[BEGIN PROVIDED DATA]

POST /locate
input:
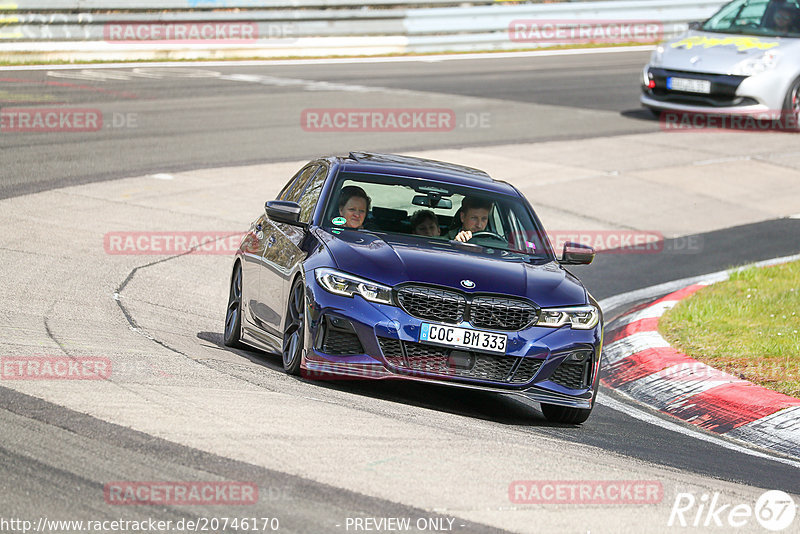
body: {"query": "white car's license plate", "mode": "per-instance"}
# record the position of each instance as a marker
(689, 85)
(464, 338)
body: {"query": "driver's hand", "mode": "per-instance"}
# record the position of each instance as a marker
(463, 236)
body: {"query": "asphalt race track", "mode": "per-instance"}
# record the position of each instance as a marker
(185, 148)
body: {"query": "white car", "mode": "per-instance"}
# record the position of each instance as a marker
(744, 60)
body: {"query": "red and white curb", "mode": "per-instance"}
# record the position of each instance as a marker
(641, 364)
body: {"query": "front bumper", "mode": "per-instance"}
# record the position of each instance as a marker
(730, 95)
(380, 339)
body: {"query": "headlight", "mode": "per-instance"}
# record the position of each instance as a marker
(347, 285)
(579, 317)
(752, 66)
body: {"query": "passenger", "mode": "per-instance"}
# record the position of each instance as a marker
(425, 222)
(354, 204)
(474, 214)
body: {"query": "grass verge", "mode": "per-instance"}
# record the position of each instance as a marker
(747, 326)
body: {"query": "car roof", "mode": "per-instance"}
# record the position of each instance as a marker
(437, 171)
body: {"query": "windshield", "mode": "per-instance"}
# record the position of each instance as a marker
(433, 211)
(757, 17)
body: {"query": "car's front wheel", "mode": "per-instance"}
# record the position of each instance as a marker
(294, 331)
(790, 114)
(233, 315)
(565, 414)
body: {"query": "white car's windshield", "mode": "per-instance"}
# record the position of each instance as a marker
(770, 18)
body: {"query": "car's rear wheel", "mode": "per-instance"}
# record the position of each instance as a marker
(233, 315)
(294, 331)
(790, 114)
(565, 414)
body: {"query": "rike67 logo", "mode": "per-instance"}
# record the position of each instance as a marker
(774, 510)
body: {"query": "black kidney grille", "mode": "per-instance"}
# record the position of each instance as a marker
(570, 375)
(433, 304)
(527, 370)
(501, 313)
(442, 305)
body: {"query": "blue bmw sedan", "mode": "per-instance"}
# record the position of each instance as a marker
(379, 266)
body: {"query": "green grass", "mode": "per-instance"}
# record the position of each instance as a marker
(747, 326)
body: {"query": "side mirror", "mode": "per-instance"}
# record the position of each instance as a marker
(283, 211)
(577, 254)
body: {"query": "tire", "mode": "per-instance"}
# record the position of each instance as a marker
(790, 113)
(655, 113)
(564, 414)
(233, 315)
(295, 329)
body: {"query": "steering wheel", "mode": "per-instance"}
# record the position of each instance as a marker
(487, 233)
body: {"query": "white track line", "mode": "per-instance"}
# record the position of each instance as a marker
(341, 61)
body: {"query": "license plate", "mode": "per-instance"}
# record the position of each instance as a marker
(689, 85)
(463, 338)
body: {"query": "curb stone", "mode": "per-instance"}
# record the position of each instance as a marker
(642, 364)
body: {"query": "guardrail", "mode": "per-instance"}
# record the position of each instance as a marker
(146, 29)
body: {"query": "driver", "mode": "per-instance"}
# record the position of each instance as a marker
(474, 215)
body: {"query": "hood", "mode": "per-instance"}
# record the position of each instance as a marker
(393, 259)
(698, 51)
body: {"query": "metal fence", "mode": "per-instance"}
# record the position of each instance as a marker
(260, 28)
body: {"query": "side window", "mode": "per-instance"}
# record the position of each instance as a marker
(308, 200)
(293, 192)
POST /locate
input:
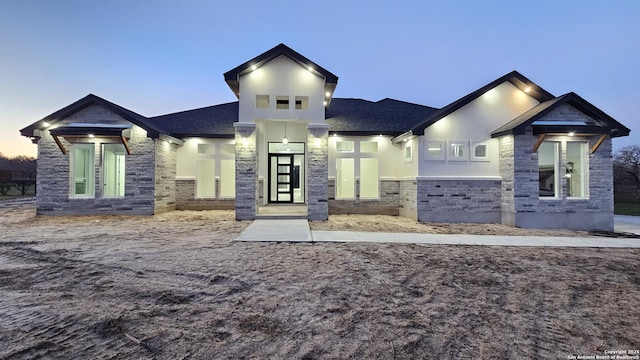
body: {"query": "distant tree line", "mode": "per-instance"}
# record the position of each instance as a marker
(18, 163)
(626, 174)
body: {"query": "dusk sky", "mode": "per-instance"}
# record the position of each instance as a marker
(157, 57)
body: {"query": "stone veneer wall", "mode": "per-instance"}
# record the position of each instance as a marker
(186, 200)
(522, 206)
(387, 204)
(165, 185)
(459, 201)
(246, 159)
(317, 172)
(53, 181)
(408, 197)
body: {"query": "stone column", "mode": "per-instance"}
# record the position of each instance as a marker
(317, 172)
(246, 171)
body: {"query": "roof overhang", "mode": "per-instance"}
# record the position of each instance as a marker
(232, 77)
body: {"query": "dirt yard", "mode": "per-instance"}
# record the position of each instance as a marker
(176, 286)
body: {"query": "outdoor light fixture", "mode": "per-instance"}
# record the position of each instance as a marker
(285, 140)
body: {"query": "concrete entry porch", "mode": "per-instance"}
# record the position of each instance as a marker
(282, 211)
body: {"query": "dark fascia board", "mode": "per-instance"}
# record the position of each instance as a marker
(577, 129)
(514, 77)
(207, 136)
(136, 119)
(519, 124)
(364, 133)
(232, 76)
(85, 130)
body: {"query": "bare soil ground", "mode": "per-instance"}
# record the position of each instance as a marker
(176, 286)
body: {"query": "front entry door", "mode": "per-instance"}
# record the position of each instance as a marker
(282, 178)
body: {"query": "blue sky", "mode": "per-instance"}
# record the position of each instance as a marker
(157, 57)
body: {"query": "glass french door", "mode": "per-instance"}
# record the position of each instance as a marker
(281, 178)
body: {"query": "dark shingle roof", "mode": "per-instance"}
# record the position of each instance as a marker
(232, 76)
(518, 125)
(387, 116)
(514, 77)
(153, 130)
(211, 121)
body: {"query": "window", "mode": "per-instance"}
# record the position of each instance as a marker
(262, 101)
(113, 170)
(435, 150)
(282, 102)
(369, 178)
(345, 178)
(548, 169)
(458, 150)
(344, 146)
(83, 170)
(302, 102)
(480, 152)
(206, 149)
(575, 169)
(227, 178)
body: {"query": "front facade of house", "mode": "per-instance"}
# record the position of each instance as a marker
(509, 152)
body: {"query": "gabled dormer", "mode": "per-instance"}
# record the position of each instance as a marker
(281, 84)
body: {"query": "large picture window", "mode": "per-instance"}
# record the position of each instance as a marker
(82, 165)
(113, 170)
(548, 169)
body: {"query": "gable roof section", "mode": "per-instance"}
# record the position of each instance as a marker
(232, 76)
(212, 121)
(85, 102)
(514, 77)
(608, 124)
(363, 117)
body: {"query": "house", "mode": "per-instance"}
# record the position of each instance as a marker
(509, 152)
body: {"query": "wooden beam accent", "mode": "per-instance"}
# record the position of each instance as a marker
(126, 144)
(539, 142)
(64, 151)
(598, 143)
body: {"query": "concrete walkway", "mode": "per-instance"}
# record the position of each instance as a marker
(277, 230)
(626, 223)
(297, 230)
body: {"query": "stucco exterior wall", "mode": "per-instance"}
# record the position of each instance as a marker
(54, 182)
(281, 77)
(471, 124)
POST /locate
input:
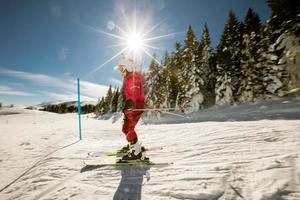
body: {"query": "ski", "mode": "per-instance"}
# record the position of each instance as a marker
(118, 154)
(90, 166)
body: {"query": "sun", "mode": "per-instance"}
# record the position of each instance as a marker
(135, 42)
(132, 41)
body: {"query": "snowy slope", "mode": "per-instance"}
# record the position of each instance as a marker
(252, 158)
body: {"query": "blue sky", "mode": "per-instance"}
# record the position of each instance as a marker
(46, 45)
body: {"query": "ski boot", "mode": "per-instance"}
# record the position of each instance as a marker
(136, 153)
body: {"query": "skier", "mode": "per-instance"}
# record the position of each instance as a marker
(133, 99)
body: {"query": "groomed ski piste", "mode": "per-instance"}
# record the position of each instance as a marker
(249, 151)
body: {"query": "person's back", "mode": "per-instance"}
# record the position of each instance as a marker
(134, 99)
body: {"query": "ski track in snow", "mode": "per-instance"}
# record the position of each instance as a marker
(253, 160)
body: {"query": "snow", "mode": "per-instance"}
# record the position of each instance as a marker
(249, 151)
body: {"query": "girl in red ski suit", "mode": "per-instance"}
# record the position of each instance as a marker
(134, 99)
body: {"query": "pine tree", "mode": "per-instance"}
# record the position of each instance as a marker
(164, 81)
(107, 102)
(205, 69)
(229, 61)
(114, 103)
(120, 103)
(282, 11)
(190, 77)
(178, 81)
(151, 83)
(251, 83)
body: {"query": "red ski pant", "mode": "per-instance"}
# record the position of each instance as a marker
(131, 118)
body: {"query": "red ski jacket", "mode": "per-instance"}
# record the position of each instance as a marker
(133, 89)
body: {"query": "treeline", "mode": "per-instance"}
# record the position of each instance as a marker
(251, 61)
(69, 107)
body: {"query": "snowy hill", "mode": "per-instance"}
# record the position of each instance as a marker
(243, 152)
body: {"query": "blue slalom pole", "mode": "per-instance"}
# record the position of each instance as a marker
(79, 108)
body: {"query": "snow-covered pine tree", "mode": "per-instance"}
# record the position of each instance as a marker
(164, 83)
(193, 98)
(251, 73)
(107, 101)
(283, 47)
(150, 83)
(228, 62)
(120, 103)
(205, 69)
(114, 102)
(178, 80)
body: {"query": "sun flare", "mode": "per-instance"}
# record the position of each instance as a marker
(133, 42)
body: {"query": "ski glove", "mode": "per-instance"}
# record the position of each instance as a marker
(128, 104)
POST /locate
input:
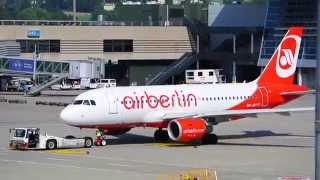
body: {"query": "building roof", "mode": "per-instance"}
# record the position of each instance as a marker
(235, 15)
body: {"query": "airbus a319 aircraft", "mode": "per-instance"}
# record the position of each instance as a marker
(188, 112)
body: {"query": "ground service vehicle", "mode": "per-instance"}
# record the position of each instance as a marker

[END PROVIDED DATA]

### INSTRUCTIONS FOR THE TASK
Pull out every line of the material above that contains the word "entry" and copy each one.

### ANSWER TO THIS TASK
body: {"query": "concrete entry porch", "mode": "per-instance"}
body: {"query": "front entry door", "mode": "per-instance"}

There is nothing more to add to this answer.